#### [TEXT TO READ]
-- BEGIN --

Everyone sits there and writes it and then they say, "Okay. Well now, take your paper and pass this to the left and let's just pretend we were all sitting in the circle so that was not complicated at all." Everyone gets someone else's sheet of paper and they say, "Okay." Well now, take another sheet of paper and you draw the room that is being described and you've run into all of these issues that you don't even know necessarily how many walls... The rooms probably have four walls but if you think about most like bedrooms, it's not exactly four walls, it usually does an inset of doorway or something like there might actually be more than four corners of the room. They're not describing things like the material of the floor and baseboards and what style of bed. The drawings end up looking nothing like the actual room.
The question is did somebody mess up there? The requirement wasn't necessarily to describe a room in English such that a non-experienced person could render it completely but you can see where the problem arises. The people writing the requirements don't necessarily know all the questions that are going to be asked by people down-stream from them so it's difficult for them to articulate on the first try exactly what needs to be included and what doesn't need to be included. This is why good BAs make a lot of money. The same thing with the testers asked and the developers asked. They contribute to clarifications of the requirements.
If you spend enough time on it, then you can definitely get it. You can just keep adding and augmenting the requirements until there's no questions left and how do you construct that in the waterfall methodology and things like that. It is a question. It's a challenge to do it in all those linear steps. It is possible. It's just the most expensive and what agile methodologies really strike at is they strike at two things. The first is the efficiency of producing the highest value thing in the shortest amount of time and the second thing is they focused on that value proposition and the communication between the groups so that value is not measured as a number of requirements which are met, the value is measured by the happiness of the people that requested the application and how accurately the manifestation of the application reflects their understanding in their needs.

-- END --

#### [DATA EXCERPTS]
-- BEGIN --

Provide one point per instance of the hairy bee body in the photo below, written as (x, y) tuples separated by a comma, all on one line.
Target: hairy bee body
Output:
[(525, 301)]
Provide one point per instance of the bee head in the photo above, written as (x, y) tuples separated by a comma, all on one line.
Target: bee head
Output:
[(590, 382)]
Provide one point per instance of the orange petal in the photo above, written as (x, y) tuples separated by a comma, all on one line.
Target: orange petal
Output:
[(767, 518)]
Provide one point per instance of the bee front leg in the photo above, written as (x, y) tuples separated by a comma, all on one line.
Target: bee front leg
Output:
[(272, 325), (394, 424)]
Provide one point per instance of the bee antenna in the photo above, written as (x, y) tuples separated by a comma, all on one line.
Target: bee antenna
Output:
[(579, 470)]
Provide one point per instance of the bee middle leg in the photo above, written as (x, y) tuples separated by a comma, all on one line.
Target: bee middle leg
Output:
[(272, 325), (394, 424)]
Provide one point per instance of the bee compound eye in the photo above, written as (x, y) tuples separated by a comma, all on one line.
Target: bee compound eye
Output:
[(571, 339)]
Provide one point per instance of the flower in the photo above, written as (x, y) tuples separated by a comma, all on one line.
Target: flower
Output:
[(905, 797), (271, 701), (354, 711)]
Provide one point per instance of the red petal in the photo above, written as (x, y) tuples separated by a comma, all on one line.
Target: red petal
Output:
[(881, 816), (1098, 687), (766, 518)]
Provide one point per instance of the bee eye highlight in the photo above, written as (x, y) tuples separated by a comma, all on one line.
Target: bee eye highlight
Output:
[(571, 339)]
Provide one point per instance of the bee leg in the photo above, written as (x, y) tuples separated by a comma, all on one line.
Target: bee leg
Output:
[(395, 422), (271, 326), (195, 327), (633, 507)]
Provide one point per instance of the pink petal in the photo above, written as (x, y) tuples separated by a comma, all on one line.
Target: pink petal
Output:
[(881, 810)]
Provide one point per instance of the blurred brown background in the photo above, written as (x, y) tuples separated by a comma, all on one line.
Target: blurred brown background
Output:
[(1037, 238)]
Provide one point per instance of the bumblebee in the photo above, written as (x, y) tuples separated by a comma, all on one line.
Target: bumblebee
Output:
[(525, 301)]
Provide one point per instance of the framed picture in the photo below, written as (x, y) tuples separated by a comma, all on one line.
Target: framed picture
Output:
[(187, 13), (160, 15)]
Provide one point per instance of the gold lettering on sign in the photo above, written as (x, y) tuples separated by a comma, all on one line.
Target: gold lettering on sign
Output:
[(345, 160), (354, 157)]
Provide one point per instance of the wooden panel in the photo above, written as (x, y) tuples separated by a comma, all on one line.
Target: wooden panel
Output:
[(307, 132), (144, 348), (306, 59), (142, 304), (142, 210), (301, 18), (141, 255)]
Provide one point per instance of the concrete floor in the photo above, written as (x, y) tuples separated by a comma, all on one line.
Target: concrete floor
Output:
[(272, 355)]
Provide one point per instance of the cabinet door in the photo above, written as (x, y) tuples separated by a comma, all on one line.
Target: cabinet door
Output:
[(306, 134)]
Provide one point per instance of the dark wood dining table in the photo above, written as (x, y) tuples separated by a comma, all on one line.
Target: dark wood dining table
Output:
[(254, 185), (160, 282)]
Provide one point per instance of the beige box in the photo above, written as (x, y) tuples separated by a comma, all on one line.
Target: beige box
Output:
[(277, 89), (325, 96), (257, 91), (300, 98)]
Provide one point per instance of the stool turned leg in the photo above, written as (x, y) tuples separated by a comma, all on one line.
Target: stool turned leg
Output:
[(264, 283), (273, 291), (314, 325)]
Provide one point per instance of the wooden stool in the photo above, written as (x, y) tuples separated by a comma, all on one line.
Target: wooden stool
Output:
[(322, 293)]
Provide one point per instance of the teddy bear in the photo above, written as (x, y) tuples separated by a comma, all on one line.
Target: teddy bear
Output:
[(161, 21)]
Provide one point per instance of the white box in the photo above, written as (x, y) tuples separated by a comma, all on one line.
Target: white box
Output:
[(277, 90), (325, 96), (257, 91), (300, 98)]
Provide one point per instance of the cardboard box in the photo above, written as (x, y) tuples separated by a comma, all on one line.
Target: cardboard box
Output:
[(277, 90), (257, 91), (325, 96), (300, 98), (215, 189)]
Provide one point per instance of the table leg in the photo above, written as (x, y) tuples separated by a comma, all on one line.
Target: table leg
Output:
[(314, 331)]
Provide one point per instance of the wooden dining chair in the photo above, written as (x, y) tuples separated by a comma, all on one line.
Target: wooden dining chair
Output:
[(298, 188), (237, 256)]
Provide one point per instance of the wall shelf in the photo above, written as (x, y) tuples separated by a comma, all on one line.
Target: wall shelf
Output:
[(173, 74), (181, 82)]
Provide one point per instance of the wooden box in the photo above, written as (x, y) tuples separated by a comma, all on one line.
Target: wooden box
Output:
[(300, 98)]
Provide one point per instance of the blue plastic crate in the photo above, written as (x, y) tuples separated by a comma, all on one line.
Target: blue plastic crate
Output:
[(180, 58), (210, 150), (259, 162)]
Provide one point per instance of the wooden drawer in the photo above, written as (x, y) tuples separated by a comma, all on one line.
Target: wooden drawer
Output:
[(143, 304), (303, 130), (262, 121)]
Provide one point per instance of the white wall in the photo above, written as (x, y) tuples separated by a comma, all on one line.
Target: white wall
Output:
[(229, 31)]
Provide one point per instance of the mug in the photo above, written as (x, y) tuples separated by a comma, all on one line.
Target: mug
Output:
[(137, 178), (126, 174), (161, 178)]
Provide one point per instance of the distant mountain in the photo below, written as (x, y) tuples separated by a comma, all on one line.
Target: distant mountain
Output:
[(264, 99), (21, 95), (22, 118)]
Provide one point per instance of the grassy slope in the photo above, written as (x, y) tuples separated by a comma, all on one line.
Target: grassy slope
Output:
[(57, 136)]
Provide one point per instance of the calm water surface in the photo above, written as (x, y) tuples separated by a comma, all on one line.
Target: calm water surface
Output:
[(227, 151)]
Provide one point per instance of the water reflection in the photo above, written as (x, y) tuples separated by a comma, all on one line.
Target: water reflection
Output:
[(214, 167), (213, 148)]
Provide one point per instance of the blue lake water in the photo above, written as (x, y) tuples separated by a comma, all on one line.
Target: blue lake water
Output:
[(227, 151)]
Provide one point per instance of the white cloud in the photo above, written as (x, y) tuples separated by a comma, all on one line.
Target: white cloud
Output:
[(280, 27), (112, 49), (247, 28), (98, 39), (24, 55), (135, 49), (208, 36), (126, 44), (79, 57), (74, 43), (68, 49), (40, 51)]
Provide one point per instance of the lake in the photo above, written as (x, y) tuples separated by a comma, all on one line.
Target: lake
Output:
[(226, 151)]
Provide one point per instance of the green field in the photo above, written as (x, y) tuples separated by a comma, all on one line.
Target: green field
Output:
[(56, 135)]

-- END --

#### [WHAT YOU ARE ASKED TO DO]
Continue the passage about writing requirements and agile methods, starting after its last sentence.

#### [REPLY TO THE EXERCISE]
Carlos: Let's figure out where each fit just to give us an idea. Let's say you're building a plane. I know I'm going out of software here in a second. Let's think we're doing something such as a plane, something that is going to carry a couple hundred people, it needs to just fly, it needs to just work 100% of the times unless we're going to have dead people. Would you say that waterfall applies in that environment better than agile?
Martin: Yeah. This is where waterfall came from. Waterfall came as a software development methodology in the 50s and 60s or maybe even a little earlier but it was applied because they were thinking, "Well, this is how we build bridges and this is how we build boats and this is how we build planes, so this is how we're going to build software." There's two things that is an issue here. The first is that people have been building boats for probably a thousand years. A long, long time, people have been building big boats and they know a lot of things about boats. Even if you just look at modern boats or airplanes or something and if you were looking to specs of like a Boeing 747, I think the detailed specs for like one rivet that is used in one of those planes would probably surprise you at how much detail it goes into in terms of the materials and the strength it needs and all of these different requirements.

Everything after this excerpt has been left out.